* _Complete the following_:
#1 From the forum thread below about a dog that bolts out the door, list every way stealthq suggests securing the dog before the door is opened.
#2 Write a continuation of the forum thread below about a dog that bolts out the door, picking up after its last line.

* _Page extract_:
|---|

In addition to that he is SUPER friendly, so he will go to ANYONE. I do not want to lose him.

I do not know what to do and I am really frustrated to the point where I don't even want to deal with him anymore. I absolutely think it's a leadership issue but I don't know what to do now. It makes me want to cry! NOTHING seems to work with him! Please help. 

(sorry everything is all over the place. I just got back from chasing him all the way down the block in barefoot in the dark because I went to open the door for my mom and he jetted out the door.)

Oh and I was never able to train him to walk with out a leash. I do bring him on daily walks!

Anyway, I need help. I do not want to give up.


----------



## stealthq (Aug 4, 2011)

If I had a dog that was that determined to bolt, the first thing I would do is make sure I had him confined in a room/x-pen/crate or leashed before I opened the door. Every time. There would be no chance to dart out.

If you feel you need to train him not to do this, I think you are going to need help. At the least, you need one of the people that causes your dog to want to bolt to agree to help you train him and proof him. If you have been able to train him properly when you're alone, try doing your original training again, but this time with your helper as extra pressure. It may be that he just needs (safe) practice.


----------



## Indiana (Sep 11, 2011)

|---|

* _Entries shown_:
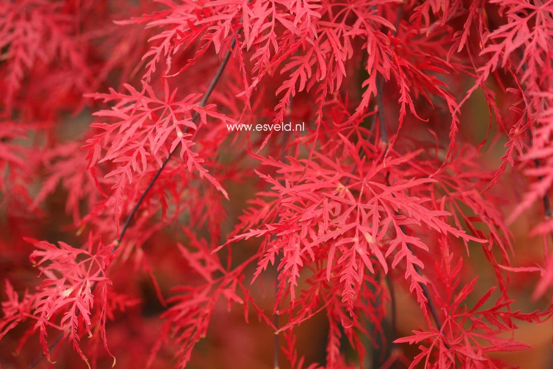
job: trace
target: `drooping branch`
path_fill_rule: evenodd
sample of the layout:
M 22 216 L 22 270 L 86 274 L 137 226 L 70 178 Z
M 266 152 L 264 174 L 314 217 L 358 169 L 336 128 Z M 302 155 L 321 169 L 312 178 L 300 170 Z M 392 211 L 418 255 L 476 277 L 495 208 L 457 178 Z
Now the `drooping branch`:
M 239 29 L 238 30 L 237 30 L 236 31 L 236 34 L 237 35 L 239 34 L 241 31 L 241 29 Z M 211 80 L 211 82 L 210 83 L 209 86 L 208 86 L 207 89 L 206 90 L 206 92 L 204 95 L 204 97 L 200 101 L 199 103 L 199 106 L 200 107 L 205 106 L 206 103 L 207 102 L 207 100 L 211 95 L 211 93 L 213 92 L 213 90 L 215 88 L 215 86 L 217 85 L 217 82 L 221 79 L 221 76 L 223 74 L 223 72 L 227 66 L 227 64 L 228 63 L 228 60 L 230 59 L 231 55 L 232 54 L 232 50 L 234 49 L 236 45 L 236 37 L 234 37 L 232 39 L 232 41 L 231 41 L 231 43 L 229 45 L 228 50 L 227 50 L 227 51 L 225 53 L 225 55 L 223 57 L 223 59 L 221 61 L 221 64 L 219 65 L 219 67 L 217 70 L 217 72 L 216 72 L 215 75 L 213 76 L 213 79 Z M 192 117 L 191 119 L 192 122 L 195 123 L 196 119 L 197 119 L 199 116 L 200 116 L 200 113 L 199 113 L 198 112 L 196 112 L 194 116 Z M 184 129 L 184 133 L 186 133 L 187 129 L 188 127 L 187 127 Z M 149 193 L 150 190 L 154 186 L 154 184 L 158 180 L 158 178 L 159 178 L 159 175 L 161 174 L 161 172 L 163 171 L 163 169 L 167 165 L 167 163 L 169 163 L 170 160 L 171 160 L 171 158 L 173 157 L 173 154 L 179 148 L 180 145 L 180 143 L 179 143 L 179 144 L 177 145 L 176 147 L 175 147 L 170 152 L 169 152 L 169 155 L 167 156 L 167 158 L 165 159 L 165 160 L 163 162 L 163 163 L 162 164 L 161 167 L 159 169 L 158 169 L 158 171 L 155 173 L 155 174 L 154 175 L 153 178 L 152 178 L 152 180 L 150 181 L 150 183 L 146 187 L 146 189 L 144 190 L 144 192 L 142 193 L 142 195 L 138 199 L 138 201 L 134 205 L 134 206 L 133 207 L 132 210 L 131 211 L 131 214 L 129 215 L 124 225 L 121 229 L 121 232 L 120 235 L 119 235 L 119 237 L 118 237 L 117 239 L 113 242 L 113 247 L 111 249 L 112 254 L 114 253 L 117 250 L 117 249 L 121 247 L 121 242 L 123 241 L 123 237 L 124 237 L 125 233 L 127 232 L 127 230 L 128 229 L 131 223 L 132 222 L 132 221 L 134 219 L 134 216 L 136 215 L 137 212 L 140 209 L 140 205 L 142 204 L 142 202 L 144 202 L 144 199 L 146 198 L 146 196 L 148 195 L 148 194 Z M 96 285 L 97 285 L 97 283 L 98 282 L 97 281 L 96 281 L 92 284 L 92 286 L 90 288 L 91 292 L 94 291 L 96 287 Z M 76 313 L 75 313 L 75 315 L 78 315 L 79 314 L 80 312 L 77 310 Z M 70 328 L 69 329 L 70 329 Z M 51 350 L 52 349 L 55 348 L 60 343 L 60 342 L 63 338 L 65 333 L 65 332 L 61 332 L 61 333 L 60 333 L 60 334 L 58 336 L 58 337 L 56 337 L 56 339 L 54 340 L 52 342 L 52 343 L 50 344 L 50 345 L 48 346 L 49 351 Z M 43 359 L 44 359 L 44 357 L 46 357 L 46 353 L 43 352 L 39 356 L 37 357 L 35 359 L 35 360 L 32 363 L 31 363 L 28 367 L 27 367 L 27 369 L 32 369 L 33 368 L 35 367 L 35 366 L 36 366 L 36 365 L 40 363 L 40 362 L 43 360 Z

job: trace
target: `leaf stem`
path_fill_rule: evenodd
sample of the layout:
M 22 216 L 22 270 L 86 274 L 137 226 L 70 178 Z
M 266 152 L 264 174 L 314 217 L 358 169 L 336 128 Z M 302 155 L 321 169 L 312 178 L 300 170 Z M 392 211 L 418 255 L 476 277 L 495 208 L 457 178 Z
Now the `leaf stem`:
M 241 28 L 238 29 L 236 31 L 236 34 L 237 35 L 239 34 L 241 30 L 242 30 Z M 232 54 L 232 50 L 234 49 L 236 45 L 236 38 L 234 37 L 233 38 L 232 40 L 231 41 L 231 43 L 229 45 L 229 49 L 228 50 L 227 50 L 226 53 L 225 53 L 225 56 L 223 57 L 223 59 L 221 62 L 221 64 L 219 65 L 219 67 L 217 69 L 217 72 L 215 73 L 215 75 L 213 76 L 213 79 L 211 80 L 211 82 L 209 86 L 207 87 L 207 90 L 206 90 L 206 92 L 204 95 L 204 97 L 200 101 L 200 103 L 199 104 L 199 106 L 200 107 L 205 106 L 206 103 L 207 101 L 207 99 L 209 98 L 210 96 L 211 95 L 211 93 L 213 92 L 213 90 L 215 88 L 215 86 L 217 85 L 217 82 L 219 81 L 219 80 L 221 79 L 221 76 L 223 74 L 223 71 L 225 70 L 225 68 L 227 66 L 227 64 L 228 63 L 228 60 L 230 59 L 231 55 Z M 195 122 L 196 120 L 198 118 L 198 117 L 199 116 L 200 116 L 200 113 L 196 111 L 194 113 L 194 115 L 192 118 L 192 122 Z M 187 131 L 187 129 L 188 127 L 187 127 L 184 129 L 184 133 L 186 133 L 186 132 Z M 173 150 L 171 150 L 169 153 L 169 155 L 167 156 L 167 158 L 165 159 L 165 161 L 163 162 L 161 167 L 159 169 L 158 169 L 158 171 L 155 173 L 155 174 L 154 175 L 153 178 L 152 179 L 152 180 L 150 181 L 150 183 L 148 184 L 148 186 L 146 188 L 145 190 L 144 190 L 144 192 L 142 193 L 142 195 L 140 196 L 140 199 L 138 199 L 138 201 L 134 205 L 134 206 L 133 207 L 133 209 L 131 212 L 131 214 L 127 219 L 127 221 L 125 222 L 125 224 L 121 230 L 121 234 L 119 235 L 119 237 L 117 238 L 115 242 L 114 242 L 113 247 L 111 249 L 112 254 L 114 253 L 116 251 L 117 251 L 117 250 L 121 247 L 121 241 L 123 240 L 123 237 L 124 236 L 125 233 L 127 232 L 127 230 L 128 229 L 129 226 L 131 225 L 131 222 L 134 219 L 134 216 L 136 215 L 137 212 L 138 211 L 138 209 L 140 208 L 140 206 L 142 204 L 142 202 L 144 202 L 144 199 L 146 198 L 146 196 L 148 195 L 148 193 L 150 191 L 152 188 L 154 186 L 154 184 L 155 183 L 155 181 L 157 180 L 158 178 L 159 178 L 159 175 L 160 174 L 161 174 L 161 171 L 163 171 L 163 169 L 167 165 L 167 163 L 169 163 L 169 160 L 171 159 L 171 158 L 173 157 L 173 154 L 175 153 L 175 151 L 176 151 L 176 150 L 179 148 L 179 146 L 180 145 L 180 143 L 179 143 L 179 144 L 177 145 L 177 146 L 175 147 L 175 148 L 174 148 Z M 90 288 L 91 292 L 94 291 L 94 289 L 96 288 L 96 285 L 97 284 L 98 284 L 97 281 L 95 281 L 94 283 L 92 284 L 92 286 Z M 80 311 L 77 310 L 77 312 L 75 314 L 75 316 L 78 315 Z M 71 328 L 69 329 L 69 330 Z M 67 331 L 69 331 L 69 330 L 68 330 Z M 59 334 L 59 335 L 56 338 L 56 339 L 54 340 L 54 341 L 50 344 L 50 345 L 48 346 L 49 352 L 52 349 L 53 349 L 54 347 L 55 347 L 56 346 L 57 346 L 58 344 L 60 343 L 60 342 L 61 341 L 61 339 L 64 337 L 64 334 L 65 334 L 64 332 L 61 332 Z M 27 369 L 32 369 L 33 368 L 36 366 L 36 365 L 38 365 L 42 361 L 42 360 L 44 358 L 45 356 L 46 356 L 46 353 L 43 352 L 39 356 L 38 356 L 36 359 L 35 359 L 35 360 L 32 363 L 31 363 L 31 364 L 29 365 L 29 366 L 27 367 Z

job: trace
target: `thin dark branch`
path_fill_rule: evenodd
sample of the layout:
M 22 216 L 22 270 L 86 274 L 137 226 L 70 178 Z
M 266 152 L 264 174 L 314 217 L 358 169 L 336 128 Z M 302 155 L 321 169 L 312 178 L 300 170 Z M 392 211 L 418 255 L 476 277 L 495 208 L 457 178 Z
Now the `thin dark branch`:
M 239 34 L 241 32 L 241 29 L 238 29 L 236 32 L 236 34 Z M 223 71 L 225 70 L 225 68 L 227 66 L 227 64 L 228 63 L 228 60 L 230 59 L 231 55 L 232 54 L 232 50 L 234 48 L 234 46 L 236 46 L 236 38 L 234 38 L 231 41 L 230 45 L 229 46 L 229 49 L 228 50 L 227 50 L 226 53 L 225 53 L 225 56 L 223 57 L 223 59 L 221 62 L 221 64 L 219 65 L 219 67 L 217 69 L 217 72 L 215 73 L 215 75 L 213 76 L 213 79 L 211 80 L 211 82 L 209 86 L 207 87 L 207 90 L 206 90 L 205 93 L 204 93 L 204 97 L 200 101 L 200 103 L 199 104 L 199 106 L 201 107 L 205 106 L 206 103 L 207 101 L 207 99 L 209 98 L 210 96 L 211 95 L 211 93 L 213 92 L 213 89 L 215 88 L 215 86 L 217 85 L 217 82 L 219 81 L 219 80 L 221 79 L 221 75 L 222 75 L 223 74 Z M 200 116 L 200 113 L 196 111 L 194 113 L 194 116 L 192 117 L 192 122 L 195 122 L 196 120 L 198 118 L 199 116 Z M 186 128 L 184 129 L 184 133 L 186 132 L 186 131 L 187 131 L 187 128 L 188 127 L 186 127 Z M 117 240 L 114 243 L 113 247 L 111 249 L 111 253 L 113 254 L 114 252 L 115 252 L 115 251 L 121 246 L 121 241 L 123 240 L 123 237 L 124 236 L 125 233 L 127 232 L 127 229 L 128 229 L 129 226 L 131 225 L 131 222 L 134 219 L 134 216 L 136 215 L 137 212 L 138 211 L 138 209 L 140 208 L 140 206 L 142 204 L 142 202 L 144 202 L 144 199 L 146 198 L 146 196 L 148 195 L 148 193 L 149 193 L 150 190 L 151 190 L 152 188 L 154 186 L 154 184 L 155 183 L 155 181 L 158 180 L 158 178 L 159 178 L 159 175 L 160 174 L 161 174 L 161 171 L 163 171 L 163 169 L 167 165 L 167 163 L 169 163 L 169 160 L 171 159 L 171 158 L 173 157 L 173 154 L 179 148 L 180 145 L 180 144 L 179 143 L 179 145 L 178 145 L 174 149 L 173 149 L 172 151 L 171 151 L 171 152 L 169 153 L 169 155 L 167 157 L 167 158 L 165 159 L 165 161 L 163 162 L 163 164 L 161 165 L 161 168 L 158 169 L 158 171 L 155 173 L 155 174 L 154 175 L 153 178 L 152 179 L 152 180 L 150 181 L 150 183 L 148 184 L 148 186 L 146 188 L 146 189 L 144 190 L 144 191 L 142 193 L 142 196 L 140 196 L 140 199 L 138 199 L 138 201 L 136 203 L 136 204 L 135 204 L 134 206 L 133 207 L 133 209 L 131 212 L 131 214 L 127 219 L 127 221 L 125 222 L 125 224 L 123 226 L 123 228 L 121 230 L 121 234 L 117 238 Z M 91 292 L 94 291 L 97 284 L 98 284 L 97 280 L 94 283 L 92 284 L 92 285 L 90 288 Z M 77 310 L 77 312 L 75 314 L 75 315 L 76 316 L 78 315 L 80 311 L 79 310 Z M 70 330 L 71 329 L 70 328 L 69 329 Z M 69 330 L 68 330 L 67 331 L 69 332 Z M 49 352 L 51 351 L 56 346 L 58 345 L 58 344 L 60 342 L 60 341 L 61 341 L 61 339 L 63 338 L 64 334 L 64 332 L 61 332 L 60 335 L 56 338 L 56 339 L 53 342 L 52 342 L 51 344 L 50 344 L 50 345 L 48 346 Z M 36 359 L 35 359 L 34 361 L 33 361 L 28 367 L 27 367 L 27 369 L 32 369 L 33 368 L 35 367 L 45 357 L 46 357 L 46 354 L 44 352 L 43 352 L 40 356 L 38 357 Z

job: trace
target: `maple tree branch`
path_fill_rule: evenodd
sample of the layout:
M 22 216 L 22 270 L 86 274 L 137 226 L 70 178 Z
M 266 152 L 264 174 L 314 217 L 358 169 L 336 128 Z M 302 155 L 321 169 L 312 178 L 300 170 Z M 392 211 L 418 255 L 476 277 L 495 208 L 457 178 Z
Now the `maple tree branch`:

|---|

* _Exercise results_:
#1
Confined in a room
Confined in an x-pen
Confined in a crate
Leashed

#2
Yeah I agree with stealthq, the first you need to do is keep him safe. And you too! It's dangerous for you to run down the street in the dark too! So first of all, I'd keep an x-pen set up with your dog in it, just blocking the hallway or whatever access your house has to the front door. It's worth the hassle of letting yourself in and out of it, to not have to chase him down the street in the dark. Then, I'd work seriously on down stays. I know others with more experience will chime in but seriously? Down stays are amazing tools; once the dog learns to be in a long down stay, short ones that will eventually allow you to open and close the door without him bolting are a breeze. Anyway, I know what you mean because my dogs have problems that I admit I KNOW how to fix, but it hasn't been important enough to me yet to really work on. I guarantee that you already know what to do, you don't even need more expensive obedience sessions; it's just a matter of you (and me!) practicing, practicing, practicing what we already know how to do! Try this: imagine that it's going to take 200 repetitions before your dog gets the hang of not bolting out the door, and then practice, practice, practice those down stays while you come and go out of the door, and then while others do it. He can learn it, it just takes a lot, lot, lot, lot of practicing. Maybe view it like doing the dishes or having a shower or something...maybe it's not the thing you feel like doing on any given day, but you need to do it. So might as well schedule 15 minutes out of every day to work on it. Wishing you the best! I know you can do it!!


----------



## Sawyersmomma (May 28, 2012)

I totally get your frustration! My situation is different from yours, but still involved countless nights of bawling wondering if it's worth it.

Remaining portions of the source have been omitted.